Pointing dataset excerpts

• • • • • • •

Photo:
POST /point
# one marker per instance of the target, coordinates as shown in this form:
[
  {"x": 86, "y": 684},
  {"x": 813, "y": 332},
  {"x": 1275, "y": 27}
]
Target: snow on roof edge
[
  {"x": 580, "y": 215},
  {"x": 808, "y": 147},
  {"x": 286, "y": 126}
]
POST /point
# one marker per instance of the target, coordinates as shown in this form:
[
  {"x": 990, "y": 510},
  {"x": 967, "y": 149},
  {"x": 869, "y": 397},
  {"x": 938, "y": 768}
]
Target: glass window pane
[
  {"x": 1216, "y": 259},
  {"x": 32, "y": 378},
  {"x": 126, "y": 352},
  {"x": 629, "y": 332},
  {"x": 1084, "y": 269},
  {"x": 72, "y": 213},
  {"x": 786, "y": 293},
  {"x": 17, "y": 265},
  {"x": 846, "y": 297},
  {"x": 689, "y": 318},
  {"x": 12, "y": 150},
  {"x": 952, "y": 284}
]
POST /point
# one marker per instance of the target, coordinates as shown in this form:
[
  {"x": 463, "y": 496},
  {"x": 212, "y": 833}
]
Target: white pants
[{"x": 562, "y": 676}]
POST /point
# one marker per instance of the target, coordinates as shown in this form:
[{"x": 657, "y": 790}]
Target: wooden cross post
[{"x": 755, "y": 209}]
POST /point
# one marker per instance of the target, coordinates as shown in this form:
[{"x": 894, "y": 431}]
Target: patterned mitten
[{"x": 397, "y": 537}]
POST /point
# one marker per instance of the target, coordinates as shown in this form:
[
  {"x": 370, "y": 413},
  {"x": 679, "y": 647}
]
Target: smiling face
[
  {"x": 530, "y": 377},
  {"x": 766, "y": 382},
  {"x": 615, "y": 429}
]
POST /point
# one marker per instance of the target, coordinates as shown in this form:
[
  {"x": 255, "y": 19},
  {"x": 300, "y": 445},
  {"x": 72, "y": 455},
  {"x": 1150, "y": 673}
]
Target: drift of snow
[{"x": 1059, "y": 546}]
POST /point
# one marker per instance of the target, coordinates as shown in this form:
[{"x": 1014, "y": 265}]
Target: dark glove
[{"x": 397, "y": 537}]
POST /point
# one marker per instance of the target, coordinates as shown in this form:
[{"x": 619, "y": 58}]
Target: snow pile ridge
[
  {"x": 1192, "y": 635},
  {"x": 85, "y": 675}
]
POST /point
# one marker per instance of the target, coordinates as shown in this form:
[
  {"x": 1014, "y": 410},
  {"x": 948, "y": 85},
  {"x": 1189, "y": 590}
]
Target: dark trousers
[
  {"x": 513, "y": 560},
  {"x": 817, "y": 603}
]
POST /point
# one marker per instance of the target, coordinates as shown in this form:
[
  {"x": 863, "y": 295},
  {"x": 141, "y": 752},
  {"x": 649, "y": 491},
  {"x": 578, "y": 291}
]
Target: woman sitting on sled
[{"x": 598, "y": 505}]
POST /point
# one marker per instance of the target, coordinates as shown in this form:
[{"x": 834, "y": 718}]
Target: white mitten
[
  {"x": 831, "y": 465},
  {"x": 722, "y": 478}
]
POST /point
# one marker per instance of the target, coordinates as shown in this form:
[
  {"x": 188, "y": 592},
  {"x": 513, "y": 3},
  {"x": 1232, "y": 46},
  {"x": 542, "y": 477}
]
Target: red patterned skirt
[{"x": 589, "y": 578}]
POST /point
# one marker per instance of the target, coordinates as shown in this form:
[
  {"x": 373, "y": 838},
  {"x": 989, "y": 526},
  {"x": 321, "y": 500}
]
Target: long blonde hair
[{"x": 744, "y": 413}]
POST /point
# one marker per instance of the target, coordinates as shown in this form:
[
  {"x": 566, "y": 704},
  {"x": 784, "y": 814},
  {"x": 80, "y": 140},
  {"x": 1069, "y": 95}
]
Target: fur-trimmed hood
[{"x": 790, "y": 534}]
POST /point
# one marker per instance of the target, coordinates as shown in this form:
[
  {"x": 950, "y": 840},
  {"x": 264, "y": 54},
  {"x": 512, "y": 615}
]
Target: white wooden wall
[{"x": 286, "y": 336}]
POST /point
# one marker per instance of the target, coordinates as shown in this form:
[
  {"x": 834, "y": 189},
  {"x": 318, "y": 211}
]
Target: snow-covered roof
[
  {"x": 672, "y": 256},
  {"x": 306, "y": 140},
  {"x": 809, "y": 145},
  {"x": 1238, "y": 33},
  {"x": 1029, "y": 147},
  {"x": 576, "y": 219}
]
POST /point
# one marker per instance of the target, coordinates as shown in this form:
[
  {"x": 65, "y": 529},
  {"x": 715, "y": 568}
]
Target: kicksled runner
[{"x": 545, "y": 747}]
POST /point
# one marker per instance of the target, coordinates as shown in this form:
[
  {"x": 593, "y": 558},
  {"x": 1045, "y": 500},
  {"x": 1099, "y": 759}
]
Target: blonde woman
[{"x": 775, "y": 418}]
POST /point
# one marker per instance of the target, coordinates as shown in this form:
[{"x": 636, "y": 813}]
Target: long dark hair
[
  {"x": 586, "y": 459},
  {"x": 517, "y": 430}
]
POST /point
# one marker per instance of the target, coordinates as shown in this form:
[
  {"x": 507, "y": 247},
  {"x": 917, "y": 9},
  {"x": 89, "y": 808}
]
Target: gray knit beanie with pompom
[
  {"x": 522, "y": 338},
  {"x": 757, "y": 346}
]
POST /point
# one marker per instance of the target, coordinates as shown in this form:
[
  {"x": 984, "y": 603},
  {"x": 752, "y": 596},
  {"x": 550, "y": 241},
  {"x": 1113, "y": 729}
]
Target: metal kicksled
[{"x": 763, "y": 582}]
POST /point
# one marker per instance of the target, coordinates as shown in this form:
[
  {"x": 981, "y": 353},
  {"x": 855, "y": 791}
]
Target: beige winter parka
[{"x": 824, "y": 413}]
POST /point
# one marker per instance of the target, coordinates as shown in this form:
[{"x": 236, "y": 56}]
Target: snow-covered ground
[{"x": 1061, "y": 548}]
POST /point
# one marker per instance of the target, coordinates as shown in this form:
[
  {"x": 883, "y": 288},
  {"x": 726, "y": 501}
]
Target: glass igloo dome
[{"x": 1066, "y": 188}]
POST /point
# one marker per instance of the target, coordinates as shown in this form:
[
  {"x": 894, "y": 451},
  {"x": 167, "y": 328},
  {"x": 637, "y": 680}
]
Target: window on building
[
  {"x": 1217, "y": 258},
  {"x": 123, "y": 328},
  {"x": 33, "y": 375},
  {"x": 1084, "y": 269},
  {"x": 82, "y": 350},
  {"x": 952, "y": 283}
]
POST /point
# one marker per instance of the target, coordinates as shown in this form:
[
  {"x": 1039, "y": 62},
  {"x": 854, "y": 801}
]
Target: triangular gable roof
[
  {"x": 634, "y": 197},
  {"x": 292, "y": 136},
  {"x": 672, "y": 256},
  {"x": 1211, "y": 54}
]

• • • • • • •

THE EXERCISE>
Extract the full listing above without alteration.

RESPONSE TO THIS TASK>
Photo:
POST /point
# one marker per instance of the target, coordinates as shown in this form:
[
  {"x": 86, "y": 684},
  {"x": 813, "y": 332},
  {"x": 1275, "y": 27}
]
Target: snow on roof edge
[
  {"x": 580, "y": 215},
  {"x": 808, "y": 147},
  {"x": 286, "y": 126}
]
POST /point
# one marker per instance of the target, coordinates as shown in this form:
[
  {"x": 990, "y": 510},
  {"x": 967, "y": 149},
  {"x": 869, "y": 397},
  {"x": 938, "y": 768}
]
Target: glass window pane
[
  {"x": 1216, "y": 259},
  {"x": 32, "y": 378},
  {"x": 126, "y": 352},
  {"x": 629, "y": 332},
  {"x": 1084, "y": 269},
  {"x": 72, "y": 213},
  {"x": 786, "y": 293},
  {"x": 17, "y": 265},
  {"x": 846, "y": 297},
  {"x": 689, "y": 318},
  {"x": 12, "y": 150},
  {"x": 952, "y": 284}
]
POST /point
# one marker per instance of the target, coordinates as shown in this form:
[
  {"x": 463, "y": 496},
  {"x": 212, "y": 833}
]
Target: white pants
[{"x": 562, "y": 676}]
POST /point
# one marker per instance of the target, coordinates as shown in this form:
[{"x": 657, "y": 790}]
Target: wooden cross post
[{"x": 755, "y": 209}]
POST /point
# one marker per instance of the target, coordinates as shown in this form:
[{"x": 894, "y": 431}]
Target: patterned mitten
[{"x": 397, "y": 537}]
POST /point
# one marker per instance of the target, coordinates as shown in this form:
[
  {"x": 370, "y": 413},
  {"x": 679, "y": 647}
]
Target: smiling face
[
  {"x": 530, "y": 377},
  {"x": 766, "y": 382},
  {"x": 615, "y": 429}
]
POST /point
# one marker per instance of the target, coordinates as shown in this form:
[
  {"x": 255, "y": 19},
  {"x": 300, "y": 445},
  {"x": 72, "y": 455},
  {"x": 1150, "y": 673}
]
Target: drift of snow
[{"x": 1059, "y": 546}]
POST /point
# one marker per instance of the target, coordinates as shown in this form:
[{"x": 1014, "y": 265}]
Target: dark glove
[{"x": 397, "y": 537}]
POST /point
# one marker per instance of the target, coordinates as shown in this form:
[{"x": 619, "y": 58}]
Target: snow pile ridge
[
  {"x": 1192, "y": 635},
  {"x": 85, "y": 675}
]
POST /point
# one marker per instance of the target, coordinates as shown in this form:
[
  {"x": 1014, "y": 410},
  {"x": 948, "y": 85},
  {"x": 1189, "y": 590}
]
Target: dark trousers
[
  {"x": 513, "y": 560},
  {"x": 817, "y": 603}
]
POST /point
# one marker per instance of the target, coordinates as shown in this form:
[
  {"x": 863, "y": 295},
  {"x": 141, "y": 752},
  {"x": 649, "y": 491},
  {"x": 578, "y": 291}
]
Target: woman sitting on sled
[{"x": 598, "y": 505}]
POST /point
# one marker per instance of the target, coordinates as shown in this form:
[{"x": 834, "y": 718}]
Target: white mitten
[
  {"x": 831, "y": 465},
  {"x": 722, "y": 478}
]
POST /point
# one marker per instance of the target, coordinates as shown in this form:
[
  {"x": 188, "y": 592},
  {"x": 513, "y": 3},
  {"x": 1232, "y": 46},
  {"x": 542, "y": 477}
]
Target: red patterned skirt
[{"x": 589, "y": 578}]
POST /point
# one marker per instance of the target, coordinates as shown in this form:
[
  {"x": 373, "y": 838},
  {"x": 989, "y": 526},
  {"x": 321, "y": 500}
]
Target: long blonde hair
[{"x": 744, "y": 413}]
POST /point
# one marker per instance of the target, coordinates as shown in this form:
[
  {"x": 566, "y": 704},
  {"x": 784, "y": 814},
  {"x": 80, "y": 140},
  {"x": 1069, "y": 95}
]
Target: fur-trimmed hood
[{"x": 790, "y": 534}]
POST /point
# one marker per instance of the target, coordinates as shown in this form:
[
  {"x": 950, "y": 840},
  {"x": 264, "y": 54},
  {"x": 512, "y": 615}
]
Target: white wooden wall
[{"x": 286, "y": 336}]
POST /point
# one marker per instance of the target, coordinates as shown in this form:
[
  {"x": 834, "y": 189},
  {"x": 318, "y": 211}
]
Target: snow-covered roof
[
  {"x": 672, "y": 256},
  {"x": 306, "y": 140},
  {"x": 809, "y": 145},
  {"x": 1238, "y": 33},
  {"x": 1029, "y": 147},
  {"x": 576, "y": 219}
]
POST /point
# one marker per instance of the target, coordinates as shown in this form:
[
  {"x": 65, "y": 529},
  {"x": 715, "y": 568}
]
Target: kicksled runner
[{"x": 545, "y": 747}]
POST /point
# one marker per instance of the target, coordinates as shown in this form:
[
  {"x": 593, "y": 558},
  {"x": 1045, "y": 500},
  {"x": 1099, "y": 759}
]
Target: blonde woman
[{"x": 775, "y": 418}]
POST /point
# one marker per instance of the target, coordinates as shown in this form:
[{"x": 636, "y": 813}]
Target: long dark hair
[
  {"x": 586, "y": 459},
  {"x": 517, "y": 430}
]
POST /point
# one marker per instance of the target, coordinates as shown in this form:
[
  {"x": 507, "y": 247},
  {"x": 917, "y": 9},
  {"x": 89, "y": 808}
]
Target: gray knit beanie with pompom
[
  {"x": 522, "y": 338},
  {"x": 757, "y": 346}
]
POST /point
# one marker per instance of the target, coordinates as shown in this form:
[
  {"x": 984, "y": 603},
  {"x": 752, "y": 596},
  {"x": 550, "y": 241},
  {"x": 1113, "y": 729}
]
Target: metal kicksled
[{"x": 763, "y": 582}]
POST /point
# one marker per instance of the target, coordinates as shown in this form:
[
  {"x": 981, "y": 353},
  {"x": 855, "y": 791}
]
Target: beige winter parka
[{"x": 824, "y": 413}]
POST /point
# one marker per instance of the target, coordinates as shown in this form:
[{"x": 236, "y": 56}]
Target: snow-covered ground
[{"x": 1061, "y": 548}]
POST /point
# one marker per instance of the target, coordinates as shown in this form:
[
  {"x": 883, "y": 288},
  {"x": 726, "y": 501}
]
Target: glass igloo dome
[{"x": 1066, "y": 188}]
POST /point
# one marker per instance of the target, coordinates as shown in this form:
[
  {"x": 894, "y": 451},
  {"x": 167, "y": 328},
  {"x": 637, "y": 680}
]
Target: window on building
[
  {"x": 1217, "y": 258},
  {"x": 123, "y": 328},
  {"x": 33, "y": 375},
  {"x": 1084, "y": 269},
  {"x": 82, "y": 350},
  {"x": 952, "y": 283}
]
POST /point
# one marker per instance of the target, coordinates as shown in this form:
[
  {"x": 1039, "y": 62},
  {"x": 854, "y": 801}
]
Target: triangular gable roof
[
  {"x": 634, "y": 197},
  {"x": 292, "y": 136},
  {"x": 672, "y": 256},
  {"x": 1211, "y": 54}
]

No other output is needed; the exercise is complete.